* Blocco di testo *
_ _ _ _ _ _ _
10 marzo 2024 - IV Domenica di Quaresima

Omelie festive

Giovanni 9, 1-38


1. Nessuna colpevolizzazione

L’idea che il male che ci affligge sia colpa di qualcuno, ed alla fine di Dio stesso,
è un pregiudizio difficile da superare.
Soprattutto in tempi in cui vigeva la cosiddetta 'teologia della retribuzione',
secondo la quale la malattia e l’inabilità erano frutto del peccato,
non solo personale, ma anche ereditato dai genitori o dagli antenati più prossimi.
Il cieco è cieco sin dalla nascita perché il limite umano contempla anche la malattia,
che si abbatte implacabile su tutti.
La vista che Gesù restituisce è per la gloria di Dio, cioè per mostrare, attraverso un segno indicatore,
il peso che Dio ha nella storia dell’uomo (in ebraico ‘gloria’).
La vista biologica è essenziale per la nostra vita, ma molti di noi pur vedendo, non vedono l’essenziale,
oppure, ancor peggio, distolgono gli occhi dalle disgrazie e sofferenze altrui.
La vista dell’uomo è corta, e con il passare degli anni peggiora, per questo il salmista recita così:
“lampada ai miei passi Signore è la tua parola, luce sul mio cammino” (Salmo 118).
Come diceva Saint-Exuperi ne “Il piccolo principe”:
“L’essenziale è invisibile agli occhi. Occorrono gli occhi della fede per coglierlo”.
E allora ecco il mistero del cieco nato è svelato:
gli occhi biologici gli sono ridati per decretare che Dio è dalla parte dell’uomo,
gli occhi della fede sono il vero dono che, da lì in poi, illumineranno la sua vita
permettendogli di riconoscere in Gesù la luce che illumina la vita,
anche quando le tenebre sono più oscure.
Camminiamo dunque nella luce del Signore, senza ambiguità, orgogliosi della nostra fede,
con il desiderio di riaccendere la luce della fede battesimale in molti cristiani che l’hanno smarrita.
Non c’è peggior cieco di chi non vuol vedere.

2. Dio è compassione, futuro

Oggi, per la via, Gesù incrocia l’ultimo degli ultimi: un cieco, innocente e innocuo.
Gli si avvicina, lo tocca. La muta speranza del cieco non chiede,
non gli chiede il perché della sua condanna: cerca solo a tentoni mani che lo tocchino,
e che sugli occhi spenti gli infondano un po’ di vita.
Alla sua impurità cerca partecipazione, non spiegazione. Invece i farisei su questo hanno eretto
una serie di parole e sofismi per non ascoltare la vita. È il mondo ad essere cieco!
Infatti sulla bocca dei farisei il termine più ricorrente è “peccato”,
innalzato a teoria per spiegare il mondo e la sua realtà.
_ _ _ _ _ _ _
[Elementi del dataset archiviati]
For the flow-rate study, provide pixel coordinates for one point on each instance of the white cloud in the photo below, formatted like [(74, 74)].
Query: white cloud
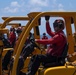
[(11, 10), (60, 6), (14, 4), (35, 9), (39, 2)]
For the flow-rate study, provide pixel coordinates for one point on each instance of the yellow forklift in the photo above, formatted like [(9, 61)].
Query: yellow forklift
[(35, 17)]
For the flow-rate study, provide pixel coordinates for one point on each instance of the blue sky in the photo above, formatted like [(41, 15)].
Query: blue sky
[(23, 7)]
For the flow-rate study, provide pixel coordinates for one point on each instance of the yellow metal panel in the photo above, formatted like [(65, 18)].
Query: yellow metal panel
[(69, 35)]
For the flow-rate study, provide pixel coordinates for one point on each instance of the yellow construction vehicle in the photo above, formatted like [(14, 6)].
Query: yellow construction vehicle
[(70, 66)]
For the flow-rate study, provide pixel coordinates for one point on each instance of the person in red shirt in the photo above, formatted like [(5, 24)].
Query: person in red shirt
[(57, 44), (44, 37)]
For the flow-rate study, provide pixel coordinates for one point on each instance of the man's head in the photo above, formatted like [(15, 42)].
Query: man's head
[(58, 25)]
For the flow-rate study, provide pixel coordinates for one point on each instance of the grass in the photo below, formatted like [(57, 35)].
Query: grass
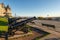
[(3, 24)]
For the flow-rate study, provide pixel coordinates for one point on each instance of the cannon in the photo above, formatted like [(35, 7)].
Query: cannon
[(13, 25)]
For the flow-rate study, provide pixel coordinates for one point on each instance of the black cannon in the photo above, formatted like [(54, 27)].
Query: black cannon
[(14, 25)]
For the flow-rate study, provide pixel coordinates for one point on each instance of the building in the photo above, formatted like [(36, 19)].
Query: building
[(5, 10)]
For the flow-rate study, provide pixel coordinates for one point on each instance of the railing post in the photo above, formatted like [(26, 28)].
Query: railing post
[(6, 36)]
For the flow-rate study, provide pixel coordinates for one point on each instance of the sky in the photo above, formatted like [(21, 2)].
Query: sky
[(34, 7)]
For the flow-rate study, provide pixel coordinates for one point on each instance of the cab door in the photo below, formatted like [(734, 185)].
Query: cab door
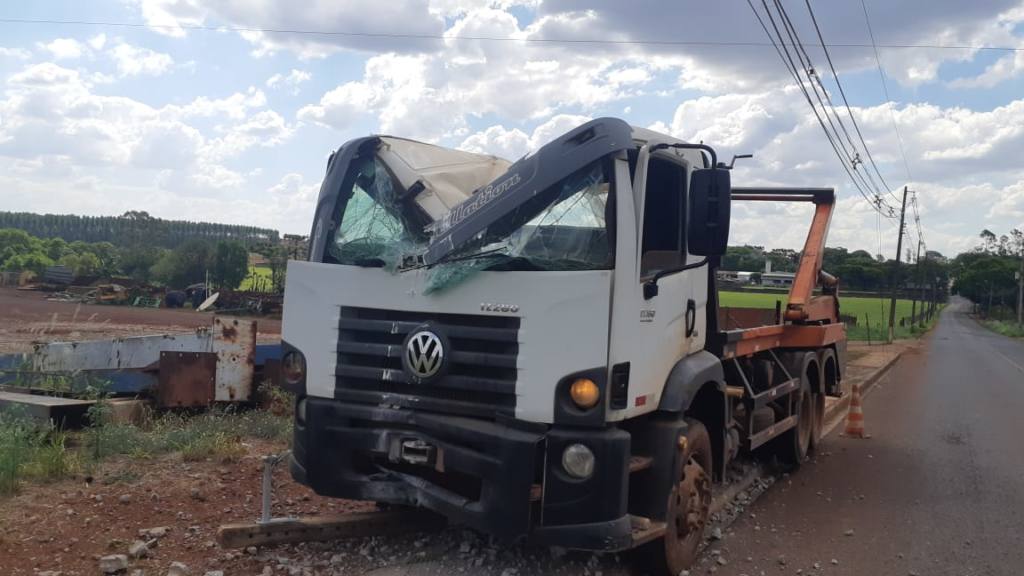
_ _ _ _ _ _ _
* Istruzioni di lavoro *
Riscrivi il passo dell'omelia da "La vista che" fino a "(in ebraico ‘gloria’)." compreso, sostituendo "segno indicatore" con "segno rivelatore". Per rispondere basati soltanto sull'omelia.

* La tua soluzione *
La vista che Gesù restituisce è per la gloria di Dio, cioè per mostrare, attraverso un segno rivelatore,
il peso che Dio ha nella storia dell’uomo (in ebraico ‘gloria’).